Wednesday, August 06, 2008

Conch Fritters - a recipe

Here is a recipe for Conch Fritters I found at Believe me; they taste great, but good luck finding any conch unless you live in Florida!

2 cups freshly bruised conch, cleaned and diced
3 teaspoons tomato paste
1-1/2 Tablespoons flour 2 onions, diced
1 Bahamian sweet pepper, diced
2 stalks of celery, chopped
3 Tablespoons baking powder
3-4 cups vegetable oil
Hot Peppers and salt to taste

Combine all ingredients (except oil) in a large bowl. Blend well. Heat oil in deep frying pan or pot until water dropped into oil sizzles. Drop batter by the tablespoonful into hot oil. Fry until brown. Drain on paper towels and serve.

Makes 40 fritters

Wilder's Website

Sunday, August 03, 2008

Larkin Edward's Louisiana

My Aunt Dot is the family historian and probably knows more about north Louisiana than anyone alive. She sent me this interesting email after I published the piece on the Great Red River Raft. I’m passing it on for those of you as interested in the history of Louisiana as I am.

Data for review:
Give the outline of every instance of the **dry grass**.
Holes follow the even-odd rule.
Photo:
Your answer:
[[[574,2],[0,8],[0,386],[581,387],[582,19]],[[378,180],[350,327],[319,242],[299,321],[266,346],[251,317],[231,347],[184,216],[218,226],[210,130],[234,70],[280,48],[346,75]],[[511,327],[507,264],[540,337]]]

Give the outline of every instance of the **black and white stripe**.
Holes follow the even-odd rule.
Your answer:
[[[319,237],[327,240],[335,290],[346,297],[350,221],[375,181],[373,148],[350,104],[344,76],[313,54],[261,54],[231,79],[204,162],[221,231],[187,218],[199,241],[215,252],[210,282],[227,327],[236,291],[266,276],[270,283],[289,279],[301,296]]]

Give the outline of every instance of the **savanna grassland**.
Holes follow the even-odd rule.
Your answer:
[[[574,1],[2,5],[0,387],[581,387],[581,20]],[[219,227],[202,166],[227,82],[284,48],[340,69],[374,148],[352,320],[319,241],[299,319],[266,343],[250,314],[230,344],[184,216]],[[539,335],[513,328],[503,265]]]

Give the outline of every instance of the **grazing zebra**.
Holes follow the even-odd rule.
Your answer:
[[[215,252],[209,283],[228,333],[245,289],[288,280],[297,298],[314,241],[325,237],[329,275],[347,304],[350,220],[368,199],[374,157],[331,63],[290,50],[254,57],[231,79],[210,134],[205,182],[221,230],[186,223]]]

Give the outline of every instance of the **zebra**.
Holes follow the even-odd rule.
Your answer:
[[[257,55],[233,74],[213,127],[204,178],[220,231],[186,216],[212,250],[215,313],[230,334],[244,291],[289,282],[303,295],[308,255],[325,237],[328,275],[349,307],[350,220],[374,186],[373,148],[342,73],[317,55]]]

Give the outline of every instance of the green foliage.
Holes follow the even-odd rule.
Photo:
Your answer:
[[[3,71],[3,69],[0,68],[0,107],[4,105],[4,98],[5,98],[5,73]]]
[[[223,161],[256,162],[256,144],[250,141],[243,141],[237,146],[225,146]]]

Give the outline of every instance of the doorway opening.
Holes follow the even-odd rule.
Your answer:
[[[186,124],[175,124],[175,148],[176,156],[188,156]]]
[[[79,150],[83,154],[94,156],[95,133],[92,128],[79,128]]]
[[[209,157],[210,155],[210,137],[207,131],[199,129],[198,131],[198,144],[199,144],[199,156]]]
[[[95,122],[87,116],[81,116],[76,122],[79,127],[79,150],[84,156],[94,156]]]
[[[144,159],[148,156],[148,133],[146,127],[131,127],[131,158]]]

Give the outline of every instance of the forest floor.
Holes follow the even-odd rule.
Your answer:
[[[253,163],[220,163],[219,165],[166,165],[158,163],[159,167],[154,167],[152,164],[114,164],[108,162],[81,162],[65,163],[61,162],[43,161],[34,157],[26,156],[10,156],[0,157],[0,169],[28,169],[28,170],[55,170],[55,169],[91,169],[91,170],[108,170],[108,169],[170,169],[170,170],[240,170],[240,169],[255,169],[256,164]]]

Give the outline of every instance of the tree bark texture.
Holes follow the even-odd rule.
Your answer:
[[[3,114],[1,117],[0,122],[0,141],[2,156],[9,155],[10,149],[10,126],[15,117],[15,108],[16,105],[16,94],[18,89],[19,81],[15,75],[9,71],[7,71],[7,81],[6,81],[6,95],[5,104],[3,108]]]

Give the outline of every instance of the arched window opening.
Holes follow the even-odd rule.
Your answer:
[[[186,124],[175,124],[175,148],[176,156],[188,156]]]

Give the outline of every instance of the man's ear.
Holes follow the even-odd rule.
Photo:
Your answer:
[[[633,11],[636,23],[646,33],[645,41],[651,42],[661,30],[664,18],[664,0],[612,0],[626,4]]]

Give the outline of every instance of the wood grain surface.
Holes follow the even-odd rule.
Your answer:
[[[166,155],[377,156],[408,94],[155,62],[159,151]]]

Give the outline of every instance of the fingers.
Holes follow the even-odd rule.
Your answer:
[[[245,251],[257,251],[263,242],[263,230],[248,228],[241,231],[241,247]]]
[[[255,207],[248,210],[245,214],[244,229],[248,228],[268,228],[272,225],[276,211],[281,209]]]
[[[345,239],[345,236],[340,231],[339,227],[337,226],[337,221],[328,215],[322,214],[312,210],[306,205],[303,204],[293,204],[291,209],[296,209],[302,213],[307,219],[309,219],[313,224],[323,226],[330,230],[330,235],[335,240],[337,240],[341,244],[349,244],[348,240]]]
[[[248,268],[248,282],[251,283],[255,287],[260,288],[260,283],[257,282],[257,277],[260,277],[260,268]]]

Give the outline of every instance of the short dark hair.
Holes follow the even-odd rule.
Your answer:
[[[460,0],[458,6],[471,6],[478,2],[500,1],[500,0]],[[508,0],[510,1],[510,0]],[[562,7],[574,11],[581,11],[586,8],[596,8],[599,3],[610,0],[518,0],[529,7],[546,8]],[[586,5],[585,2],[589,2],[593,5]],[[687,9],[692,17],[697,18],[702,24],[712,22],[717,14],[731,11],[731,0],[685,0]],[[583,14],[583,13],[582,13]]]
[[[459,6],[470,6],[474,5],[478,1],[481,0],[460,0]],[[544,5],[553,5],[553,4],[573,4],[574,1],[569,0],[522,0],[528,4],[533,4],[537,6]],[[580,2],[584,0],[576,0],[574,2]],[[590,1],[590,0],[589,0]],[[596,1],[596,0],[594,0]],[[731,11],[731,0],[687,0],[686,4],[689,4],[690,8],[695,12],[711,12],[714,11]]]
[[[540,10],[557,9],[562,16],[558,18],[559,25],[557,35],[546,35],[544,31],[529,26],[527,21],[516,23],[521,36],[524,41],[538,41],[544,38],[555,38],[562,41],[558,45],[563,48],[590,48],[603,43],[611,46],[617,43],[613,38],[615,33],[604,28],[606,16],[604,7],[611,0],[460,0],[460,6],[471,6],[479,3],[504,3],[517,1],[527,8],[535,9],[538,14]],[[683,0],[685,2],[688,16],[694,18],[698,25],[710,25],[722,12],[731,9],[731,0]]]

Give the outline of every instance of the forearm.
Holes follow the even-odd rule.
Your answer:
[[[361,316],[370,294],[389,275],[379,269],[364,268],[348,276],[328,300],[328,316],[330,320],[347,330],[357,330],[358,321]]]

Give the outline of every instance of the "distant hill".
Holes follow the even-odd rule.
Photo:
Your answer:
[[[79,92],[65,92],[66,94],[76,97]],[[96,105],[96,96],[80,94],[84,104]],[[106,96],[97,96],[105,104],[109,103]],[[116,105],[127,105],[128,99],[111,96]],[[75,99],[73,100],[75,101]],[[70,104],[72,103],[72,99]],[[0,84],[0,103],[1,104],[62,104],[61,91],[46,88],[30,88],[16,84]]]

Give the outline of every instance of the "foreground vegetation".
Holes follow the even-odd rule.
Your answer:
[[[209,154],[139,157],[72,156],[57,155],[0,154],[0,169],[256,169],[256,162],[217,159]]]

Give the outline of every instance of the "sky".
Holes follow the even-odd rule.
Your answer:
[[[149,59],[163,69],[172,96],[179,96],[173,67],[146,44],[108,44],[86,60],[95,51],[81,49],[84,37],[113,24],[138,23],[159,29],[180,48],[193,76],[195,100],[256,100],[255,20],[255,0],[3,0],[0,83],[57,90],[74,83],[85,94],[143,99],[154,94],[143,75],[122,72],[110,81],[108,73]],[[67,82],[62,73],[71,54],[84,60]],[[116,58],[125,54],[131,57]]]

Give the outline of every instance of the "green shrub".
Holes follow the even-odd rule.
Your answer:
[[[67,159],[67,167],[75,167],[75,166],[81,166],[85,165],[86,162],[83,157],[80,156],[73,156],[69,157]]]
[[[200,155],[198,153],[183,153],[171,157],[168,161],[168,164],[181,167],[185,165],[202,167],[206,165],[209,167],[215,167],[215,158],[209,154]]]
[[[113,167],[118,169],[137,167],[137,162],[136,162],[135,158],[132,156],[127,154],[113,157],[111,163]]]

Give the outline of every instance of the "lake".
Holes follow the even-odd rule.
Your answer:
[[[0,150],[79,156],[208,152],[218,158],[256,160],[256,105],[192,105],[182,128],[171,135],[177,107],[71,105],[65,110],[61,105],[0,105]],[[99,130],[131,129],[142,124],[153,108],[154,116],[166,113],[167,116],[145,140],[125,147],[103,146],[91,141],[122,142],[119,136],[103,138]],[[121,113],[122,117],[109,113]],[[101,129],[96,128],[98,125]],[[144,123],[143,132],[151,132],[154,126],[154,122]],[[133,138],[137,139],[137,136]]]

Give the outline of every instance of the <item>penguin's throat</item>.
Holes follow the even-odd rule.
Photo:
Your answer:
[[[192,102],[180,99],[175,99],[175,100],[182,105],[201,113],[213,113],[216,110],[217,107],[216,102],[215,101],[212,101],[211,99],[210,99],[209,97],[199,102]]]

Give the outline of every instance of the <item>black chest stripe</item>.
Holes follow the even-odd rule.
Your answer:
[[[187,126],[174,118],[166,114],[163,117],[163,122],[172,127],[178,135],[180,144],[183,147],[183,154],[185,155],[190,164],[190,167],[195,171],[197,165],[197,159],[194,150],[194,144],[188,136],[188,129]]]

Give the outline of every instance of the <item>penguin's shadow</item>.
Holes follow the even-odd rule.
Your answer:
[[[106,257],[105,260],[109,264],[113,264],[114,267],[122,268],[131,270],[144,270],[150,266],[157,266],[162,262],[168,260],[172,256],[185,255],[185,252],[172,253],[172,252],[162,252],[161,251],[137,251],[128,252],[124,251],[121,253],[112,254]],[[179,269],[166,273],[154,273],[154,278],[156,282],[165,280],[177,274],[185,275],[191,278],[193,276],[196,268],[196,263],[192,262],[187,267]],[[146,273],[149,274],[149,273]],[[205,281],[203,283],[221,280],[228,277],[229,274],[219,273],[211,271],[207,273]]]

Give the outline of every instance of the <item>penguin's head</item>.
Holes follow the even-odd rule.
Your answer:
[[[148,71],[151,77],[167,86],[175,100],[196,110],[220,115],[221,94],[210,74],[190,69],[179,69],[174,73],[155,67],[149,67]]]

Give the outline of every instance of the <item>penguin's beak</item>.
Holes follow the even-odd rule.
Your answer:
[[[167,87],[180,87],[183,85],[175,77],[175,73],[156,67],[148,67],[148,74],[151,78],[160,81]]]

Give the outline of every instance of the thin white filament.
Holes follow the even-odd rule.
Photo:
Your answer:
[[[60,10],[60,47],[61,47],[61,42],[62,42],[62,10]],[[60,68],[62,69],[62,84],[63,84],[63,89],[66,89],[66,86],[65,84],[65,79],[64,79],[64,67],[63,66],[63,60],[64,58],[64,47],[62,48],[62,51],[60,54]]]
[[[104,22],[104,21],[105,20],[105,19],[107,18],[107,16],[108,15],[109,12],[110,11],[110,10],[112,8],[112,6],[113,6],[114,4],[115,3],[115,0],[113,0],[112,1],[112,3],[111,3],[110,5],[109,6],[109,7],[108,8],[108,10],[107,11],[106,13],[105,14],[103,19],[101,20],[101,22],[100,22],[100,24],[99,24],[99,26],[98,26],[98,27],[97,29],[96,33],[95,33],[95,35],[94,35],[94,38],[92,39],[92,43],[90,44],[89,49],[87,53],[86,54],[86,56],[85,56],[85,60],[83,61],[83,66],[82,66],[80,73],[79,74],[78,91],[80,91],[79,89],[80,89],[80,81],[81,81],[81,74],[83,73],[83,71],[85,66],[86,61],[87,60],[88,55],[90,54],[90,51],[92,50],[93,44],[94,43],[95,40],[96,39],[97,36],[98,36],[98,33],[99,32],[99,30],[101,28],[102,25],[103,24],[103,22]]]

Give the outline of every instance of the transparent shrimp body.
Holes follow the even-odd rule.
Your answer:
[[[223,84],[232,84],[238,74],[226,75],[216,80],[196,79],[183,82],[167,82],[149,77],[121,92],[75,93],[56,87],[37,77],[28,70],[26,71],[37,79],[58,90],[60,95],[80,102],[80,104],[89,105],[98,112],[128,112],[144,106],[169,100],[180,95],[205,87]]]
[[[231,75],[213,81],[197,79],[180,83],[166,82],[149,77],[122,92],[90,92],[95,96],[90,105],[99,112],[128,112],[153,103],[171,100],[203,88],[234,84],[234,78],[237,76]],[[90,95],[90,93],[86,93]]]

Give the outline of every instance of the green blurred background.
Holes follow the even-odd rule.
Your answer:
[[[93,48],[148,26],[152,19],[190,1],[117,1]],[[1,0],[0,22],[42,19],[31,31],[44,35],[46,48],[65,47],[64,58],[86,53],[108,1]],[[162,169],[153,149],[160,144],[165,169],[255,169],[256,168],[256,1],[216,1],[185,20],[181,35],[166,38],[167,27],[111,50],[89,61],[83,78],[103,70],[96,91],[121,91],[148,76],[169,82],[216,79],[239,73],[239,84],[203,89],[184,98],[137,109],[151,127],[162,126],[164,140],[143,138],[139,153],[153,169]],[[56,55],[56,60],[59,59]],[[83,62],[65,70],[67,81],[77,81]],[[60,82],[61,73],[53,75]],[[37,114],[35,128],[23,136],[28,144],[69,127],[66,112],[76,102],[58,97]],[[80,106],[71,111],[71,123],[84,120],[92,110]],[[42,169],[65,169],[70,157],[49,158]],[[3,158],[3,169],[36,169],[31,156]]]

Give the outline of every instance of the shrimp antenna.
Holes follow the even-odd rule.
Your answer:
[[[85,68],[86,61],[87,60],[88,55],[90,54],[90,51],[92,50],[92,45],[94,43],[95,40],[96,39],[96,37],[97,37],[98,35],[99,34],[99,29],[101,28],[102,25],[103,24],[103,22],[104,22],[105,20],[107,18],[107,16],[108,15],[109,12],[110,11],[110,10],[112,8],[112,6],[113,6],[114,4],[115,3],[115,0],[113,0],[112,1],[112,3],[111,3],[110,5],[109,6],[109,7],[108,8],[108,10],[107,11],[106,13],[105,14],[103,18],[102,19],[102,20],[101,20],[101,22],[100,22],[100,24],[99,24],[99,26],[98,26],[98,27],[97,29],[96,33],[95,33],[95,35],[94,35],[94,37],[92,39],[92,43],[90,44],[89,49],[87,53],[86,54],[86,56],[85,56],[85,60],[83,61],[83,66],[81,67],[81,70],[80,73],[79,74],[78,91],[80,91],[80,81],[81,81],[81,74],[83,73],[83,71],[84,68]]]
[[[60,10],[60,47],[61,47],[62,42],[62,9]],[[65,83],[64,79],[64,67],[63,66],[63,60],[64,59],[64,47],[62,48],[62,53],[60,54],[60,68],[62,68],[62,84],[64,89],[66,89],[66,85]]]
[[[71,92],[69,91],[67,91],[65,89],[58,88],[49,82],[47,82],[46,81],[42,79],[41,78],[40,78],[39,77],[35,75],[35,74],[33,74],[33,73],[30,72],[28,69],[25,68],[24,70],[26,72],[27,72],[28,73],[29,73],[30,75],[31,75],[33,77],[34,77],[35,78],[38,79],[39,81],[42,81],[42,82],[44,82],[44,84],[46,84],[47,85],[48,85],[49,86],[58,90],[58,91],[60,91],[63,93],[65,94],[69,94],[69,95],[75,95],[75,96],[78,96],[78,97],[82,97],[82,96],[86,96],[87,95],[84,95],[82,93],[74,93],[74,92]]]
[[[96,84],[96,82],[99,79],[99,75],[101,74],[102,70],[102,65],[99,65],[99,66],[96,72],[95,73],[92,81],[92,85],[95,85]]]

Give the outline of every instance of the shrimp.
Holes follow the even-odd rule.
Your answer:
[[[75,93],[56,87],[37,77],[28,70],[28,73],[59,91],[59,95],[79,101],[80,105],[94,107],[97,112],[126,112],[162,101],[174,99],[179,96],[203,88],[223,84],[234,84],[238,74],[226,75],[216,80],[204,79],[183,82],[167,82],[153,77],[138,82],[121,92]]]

Problem description: Rewrite the passage between "Conch Fritters - a" and "live in Florida!", inclusive, replacing "Florida" with "the Bahamas".

Solution to this task:
Conch Fritters - a recipe

Here is a recipe for Conch Fritters I found at Believe me; they taste great, but good luck finding any conch unless you live in the Bahamas!